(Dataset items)
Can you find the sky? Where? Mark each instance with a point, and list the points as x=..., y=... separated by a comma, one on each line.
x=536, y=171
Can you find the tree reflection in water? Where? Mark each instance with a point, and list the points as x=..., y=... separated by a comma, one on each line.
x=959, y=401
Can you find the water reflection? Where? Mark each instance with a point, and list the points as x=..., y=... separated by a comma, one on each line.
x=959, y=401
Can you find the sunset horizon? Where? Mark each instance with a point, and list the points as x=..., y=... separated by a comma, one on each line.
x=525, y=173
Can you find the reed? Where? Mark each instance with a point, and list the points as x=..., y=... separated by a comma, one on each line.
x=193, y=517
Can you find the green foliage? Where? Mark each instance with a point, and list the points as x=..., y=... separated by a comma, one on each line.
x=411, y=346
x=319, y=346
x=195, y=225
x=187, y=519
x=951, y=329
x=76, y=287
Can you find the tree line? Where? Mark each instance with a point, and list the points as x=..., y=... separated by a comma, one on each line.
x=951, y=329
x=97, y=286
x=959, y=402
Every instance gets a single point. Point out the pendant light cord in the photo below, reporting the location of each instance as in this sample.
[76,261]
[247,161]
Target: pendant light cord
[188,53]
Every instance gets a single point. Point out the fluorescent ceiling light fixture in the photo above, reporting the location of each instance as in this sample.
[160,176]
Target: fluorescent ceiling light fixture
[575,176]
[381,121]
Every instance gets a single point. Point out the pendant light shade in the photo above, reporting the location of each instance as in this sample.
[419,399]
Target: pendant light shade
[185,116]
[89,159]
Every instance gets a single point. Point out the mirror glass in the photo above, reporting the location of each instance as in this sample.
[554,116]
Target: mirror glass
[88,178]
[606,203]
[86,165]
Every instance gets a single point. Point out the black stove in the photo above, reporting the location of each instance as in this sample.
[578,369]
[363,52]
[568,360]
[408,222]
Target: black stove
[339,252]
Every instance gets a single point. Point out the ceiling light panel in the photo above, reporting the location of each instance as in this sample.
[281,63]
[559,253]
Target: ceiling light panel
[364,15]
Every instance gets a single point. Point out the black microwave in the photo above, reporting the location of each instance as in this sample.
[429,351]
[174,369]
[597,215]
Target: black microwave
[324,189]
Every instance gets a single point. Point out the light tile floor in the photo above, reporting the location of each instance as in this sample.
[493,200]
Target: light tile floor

◆ Exercise aim ◆
Every one of the records is to be copied word for word.

◆ Task answer ◆
Can you find the sky? Where? Mark each instance with a point, and list the points as x=..., y=... separated by a comma, one on each line.
x=536, y=171
Can you find the tree reflection in water? Where? Mark each instance with a point, and list the points as x=..., y=... separated by a comma, one on each line.
x=959, y=401
Can you find the water reflection? Where? Mark each instance with a point, and list the points as x=..., y=... separated by a comma, one on each line.
x=959, y=401
Can you find the sunset horizon? Where? Mark each instance with a point, and list the points as x=..., y=... separated by a comma, one on each line.
x=525, y=173
Can you find the reed? Where? Mark each instance with a point, and list the points as x=..., y=... separated by a comma, one on each line.
x=193, y=517
Can you find the green foliage? Where? Mark each instance with a point, and list the points as x=..., y=... separated by a comma, one on each line.
x=411, y=346
x=319, y=346
x=195, y=225
x=187, y=519
x=951, y=329
x=76, y=287
Can you find the tree line? Where? Mark each instance with a point, and list the points as x=..., y=... separated by a comma, one on each line.
x=951, y=329
x=97, y=286
x=959, y=402
Every instance gets a single point. Point out the pendant light cord in the photo below, reporting the location of each instance as in this sample.
[76,261]
[247,161]
Target: pendant light cord
[188,53]
Every instance gets a single point. Point out the fluorescent ceiling light fixture in the photo above, reporting the location of each instance as in this sample.
[160,176]
Target: fluorescent ceiling light fixture
[575,176]
[381,121]
Every instance gets a single point. Point out the pendant light shade in the photo above, reporting the location of each instance as in this sample.
[419,399]
Target: pendant light shade
[185,116]
[89,159]
Every instance gets a single point. Point out the mirror glass in the photo above, reporting the location of each instance as in this sample.
[554,116]
Target: mirror glass
[88,178]
[606,203]
[86,165]
Every instance gets a single point. Point out the black stove in the photo above, reporting the location of each instance as in this sample.
[578,369]
[363,52]
[568,360]
[408,222]
Target: black stove
[339,252]
Every instance gets a single point. Point out the ceiling light panel in the photo above, reporting the location of each instance as in this sample.
[281,63]
[559,253]
Target: ceiling light panel
[364,15]
Every instance gets a single point. Point out the black microwave in the photo above, reporting the location of each instance as in this sample.
[429,351]
[174,369]
[597,215]
Target: black microwave
[324,189]
Every instance gets a single point. Point out the light tile floor in the photo above, reporting the location of each instance as in this sample.
[493,200]
Target: light tile floor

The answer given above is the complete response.